* Given task
Could you write out every line of the entries below as a numbered list, leaving out any blank lines?

* Material
++++++++
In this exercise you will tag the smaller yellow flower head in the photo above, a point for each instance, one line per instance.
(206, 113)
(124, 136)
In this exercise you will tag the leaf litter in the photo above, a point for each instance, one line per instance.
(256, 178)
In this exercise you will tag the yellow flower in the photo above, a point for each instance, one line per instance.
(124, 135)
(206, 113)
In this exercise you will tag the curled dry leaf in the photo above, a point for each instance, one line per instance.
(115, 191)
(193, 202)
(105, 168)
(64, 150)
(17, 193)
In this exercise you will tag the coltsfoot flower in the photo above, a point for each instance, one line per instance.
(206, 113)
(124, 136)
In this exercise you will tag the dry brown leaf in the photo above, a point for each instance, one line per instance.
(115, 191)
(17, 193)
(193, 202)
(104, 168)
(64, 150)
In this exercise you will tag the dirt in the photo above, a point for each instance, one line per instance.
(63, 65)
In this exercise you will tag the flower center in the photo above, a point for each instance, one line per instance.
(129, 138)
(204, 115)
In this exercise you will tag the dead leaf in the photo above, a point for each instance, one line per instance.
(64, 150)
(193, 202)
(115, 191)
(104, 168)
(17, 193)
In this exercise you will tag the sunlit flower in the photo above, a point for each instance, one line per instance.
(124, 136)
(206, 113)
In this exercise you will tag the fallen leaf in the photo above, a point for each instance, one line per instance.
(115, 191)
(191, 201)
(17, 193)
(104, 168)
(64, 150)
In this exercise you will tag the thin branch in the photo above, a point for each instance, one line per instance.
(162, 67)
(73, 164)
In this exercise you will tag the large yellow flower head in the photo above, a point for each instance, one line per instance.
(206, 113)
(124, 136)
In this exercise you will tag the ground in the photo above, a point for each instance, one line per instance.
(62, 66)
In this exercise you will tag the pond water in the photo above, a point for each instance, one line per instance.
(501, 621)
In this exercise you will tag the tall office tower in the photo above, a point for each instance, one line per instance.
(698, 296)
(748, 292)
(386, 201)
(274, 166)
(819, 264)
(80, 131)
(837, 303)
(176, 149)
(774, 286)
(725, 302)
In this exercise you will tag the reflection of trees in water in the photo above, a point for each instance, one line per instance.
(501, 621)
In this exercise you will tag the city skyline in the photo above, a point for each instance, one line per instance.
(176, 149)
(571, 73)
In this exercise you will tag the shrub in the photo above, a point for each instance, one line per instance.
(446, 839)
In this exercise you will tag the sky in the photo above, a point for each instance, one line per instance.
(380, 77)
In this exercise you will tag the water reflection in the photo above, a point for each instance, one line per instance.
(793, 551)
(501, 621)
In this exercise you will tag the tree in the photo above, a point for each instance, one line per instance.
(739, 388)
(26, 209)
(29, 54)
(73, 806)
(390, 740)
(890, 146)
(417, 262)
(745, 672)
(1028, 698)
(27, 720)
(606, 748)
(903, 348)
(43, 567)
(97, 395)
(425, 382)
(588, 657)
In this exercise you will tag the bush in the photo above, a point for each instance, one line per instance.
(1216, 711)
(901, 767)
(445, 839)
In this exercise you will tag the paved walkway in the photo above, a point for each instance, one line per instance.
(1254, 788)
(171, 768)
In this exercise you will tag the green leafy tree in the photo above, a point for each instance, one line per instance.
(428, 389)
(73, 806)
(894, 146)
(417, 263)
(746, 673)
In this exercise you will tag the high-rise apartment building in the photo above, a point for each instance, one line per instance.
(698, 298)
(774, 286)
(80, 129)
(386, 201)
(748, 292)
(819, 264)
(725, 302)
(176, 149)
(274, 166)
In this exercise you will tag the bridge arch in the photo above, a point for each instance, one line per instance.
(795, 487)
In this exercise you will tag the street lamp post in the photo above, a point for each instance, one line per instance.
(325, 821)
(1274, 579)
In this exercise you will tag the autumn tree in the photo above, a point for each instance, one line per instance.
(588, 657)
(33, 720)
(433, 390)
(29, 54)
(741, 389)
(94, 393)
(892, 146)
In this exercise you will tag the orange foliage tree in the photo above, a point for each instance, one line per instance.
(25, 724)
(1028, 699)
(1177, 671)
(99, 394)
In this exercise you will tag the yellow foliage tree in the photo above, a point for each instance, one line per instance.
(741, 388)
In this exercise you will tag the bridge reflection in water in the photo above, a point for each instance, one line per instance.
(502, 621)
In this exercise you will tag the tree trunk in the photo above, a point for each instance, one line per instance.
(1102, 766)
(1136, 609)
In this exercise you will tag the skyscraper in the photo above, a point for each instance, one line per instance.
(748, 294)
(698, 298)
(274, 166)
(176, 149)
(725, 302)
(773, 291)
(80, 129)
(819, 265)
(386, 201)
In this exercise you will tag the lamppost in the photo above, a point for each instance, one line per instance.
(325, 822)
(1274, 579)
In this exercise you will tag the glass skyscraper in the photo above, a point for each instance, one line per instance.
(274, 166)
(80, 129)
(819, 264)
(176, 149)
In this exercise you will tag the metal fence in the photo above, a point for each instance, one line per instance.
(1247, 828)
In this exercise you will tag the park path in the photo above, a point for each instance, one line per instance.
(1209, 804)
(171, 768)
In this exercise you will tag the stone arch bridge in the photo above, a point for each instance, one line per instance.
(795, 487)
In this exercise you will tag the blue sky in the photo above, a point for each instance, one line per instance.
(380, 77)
++++++++
* Full solution
1. In this exercise you will tag the smaller yellow flower head in the photo above, a point for each instance, one line per instance.
2. (206, 113)
3. (124, 136)
4. In this exercise you will tag the leaf litter in the photo above, a point for each instance, one line per instance.
5. (256, 178)
6. In this exercise you will tag the yellow flower in the photo above, a point for each instance, one line per instance.
7. (124, 135)
8. (206, 113)
9. In this exercise you will tag the curled dry leaf in the photo above, a point for each instance, one line per instance.
10. (115, 191)
11. (193, 202)
12. (105, 168)
13. (64, 150)
14. (17, 193)
15. In this exercise you will tag the coltsfoot flower in the photo above, a point for each instance, one line per instance.
16. (206, 113)
17. (124, 136)
18. In this exercise you will tag the dry brown leaf in the photo above, a point for each instance, one line per instance.
19. (115, 191)
20. (17, 193)
21. (193, 202)
22. (104, 168)
23. (64, 150)
24. In this exercise you will tag the dirt in the photo above, a point for each instance, one line per instance.
25. (63, 65)
26. In this exercise you will tag the flower center in the photo above, a point for each instance, one line per instance.
27. (129, 138)
28. (204, 115)
29. In this exercise you will tag the dead leaf in the photo above, a point for each instance, one line per instance.
30. (64, 150)
31. (193, 202)
32. (115, 191)
33. (104, 168)
34. (17, 193)
35. In this exercise you will tag the sunlit flower in the photo above, a point for each instance, one line per instance.
36. (124, 136)
37. (206, 113)
38. In this exercise you will tag the fallen leaf in the photo above, a point for each instance, one line per instance.
39. (115, 191)
40. (191, 201)
41. (17, 193)
42. (104, 168)
43. (64, 150)
44. In this exercise you will tag the thin branch in the photo above, a point for each instance, one line per instance.
45. (162, 67)
46. (73, 164)
47. In this exercise you will tag the large yellow flower head in the photo above, a point for each instance, one line per instance.
48. (206, 113)
49. (124, 136)
50. In this exercise you will tag the ground in the photo above, a point for each instance, one line per instance.
51. (62, 66)
52. In this exercise you will tag the pond water in the photo above, a point for each instance, one line per instance.
53. (501, 621)
54. In this exercise you will tag the tall office tower in the photo above, a point for each instance, one line per instance.
55. (698, 296)
56. (748, 292)
57. (386, 201)
58. (274, 166)
59. (819, 264)
60. (80, 131)
61. (837, 303)
62. (176, 149)
63. (774, 286)
64. (725, 302)
65. In this exercise you will tag the reflection of trees in water in the photo above, a point for each instance, one line per instance.
66. (501, 621)
67. In this exercise you will tag the city skyline in the photo above, a point for each instance, one line per instance.
68. (176, 149)
69. (571, 73)
70. In this exercise you will tag the shrub in the photo above, a point for each instance, one line per instance.
71. (446, 839)
72. In this exercise you will tag the sky in the photo above, a point for each instance, one line per instance.
73. (380, 77)
74. In this exercise you will tag the water reflection in the photo above, a point for each instance, one line per instance.
75. (793, 551)
76. (501, 621)
77. In this exercise you will tag the tree in the photo above, a point for each instance, one line per instance.
78. (739, 388)
79. (26, 209)
80. (29, 54)
81. (73, 806)
82. (390, 740)
83. (890, 146)
84. (417, 262)
85. (745, 672)
86. (1028, 698)
87. (27, 720)
88. (606, 748)
89. (903, 348)
90. (43, 567)
91. (97, 395)
92. (425, 382)
93. (588, 657)
94. In this exercise you will tag the bush in the photo above, a point for each instance, one line per instance.
95. (1216, 711)
96. (901, 767)
97. (445, 839)
98. In this exercise you will tag the paved walkway in the photo above, a point for each instance, one line per instance.
99. (1254, 788)
100. (171, 768)
101. In this exercise you will tag the green leafy tree in the photo above, a point for each instance, one line per instance.
102. (428, 389)
103. (73, 806)
104. (894, 146)
105. (417, 263)
106. (746, 673)
107. In this exercise you will tag the high-rise apartment building in the photo above, a point for each instance, one line per instance.
108. (698, 298)
109. (774, 286)
110. (80, 129)
111. (386, 201)
112. (748, 292)
113. (819, 264)
114. (725, 302)
115. (176, 149)
116. (274, 166)
117. In this exercise you will tag the bridge arch in the photo above, a point for each instance, one line per instance.
118. (795, 487)
119. In this exercise you will tag the street lamp post in the photo above, a point for each instance, one line per instance.
120. (325, 821)
121. (1274, 579)
122. In this exercise you will tag the autumn tree in the photo above, a point for each instance, one line per instance.
123. (588, 657)
124. (33, 720)
125. (433, 390)
126. (29, 54)
127. (741, 389)
128. (94, 393)
129. (892, 146)
130. In this exercise you will tag the orange foliage tree in the photo above, a point for each instance, one line per instance.
131. (25, 724)
132. (1028, 699)
133. (1177, 671)
134. (99, 394)
135. In this exercise you will tag the yellow foliage tree in the photo above, a point for each instance, one line per instance.
136. (741, 388)
137. In this exercise you will tag the bridge reflection in water in the photo above, a point for each instance, one line per instance.
138. (502, 621)
139. In this exercise you will tag the tree trunk in the photo above, a point for each instance, one line per instance.
140. (1102, 766)
141. (1136, 609)
142. In this exercise you will tag the skyscraper in the photo above, a point for each instance, one line per instance.
143. (748, 294)
144. (698, 298)
145. (274, 166)
146. (176, 149)
147. (725, 302)
148. (773, 291)
149. (80, 129)
150. (819, 265)
151. (386, 201)
152. In this exercise you will tag the lamppost in the photo above, a point for each instance, one line per instance.
153. (325, 822)
154. (1274, 579)
155. In this exercise you will tag the glass skyscraper in the photo above, a point for each instance, one line per instance.
156. (274, 166)
157. (80, 129)
158. (819, 264)
159. (176, 149)
160. In this exercise you will tag the metal fence in the photo above, a point for each instance, one line per instance.
161. (1247, 828)
162. In this exercise you will tag the park path in the photo above, a point for each instance, one line per instance.
163. (1209, 804)
164. (171, 768)
165. In this exercise you will tag the stone arch bridge in the photo above, a point for each instance, one line per instance.
166. (795, 487)
167. In this exercise you will tag the blue sky in the photo above, a point for each instance, one line per instance.
168. (380, 77)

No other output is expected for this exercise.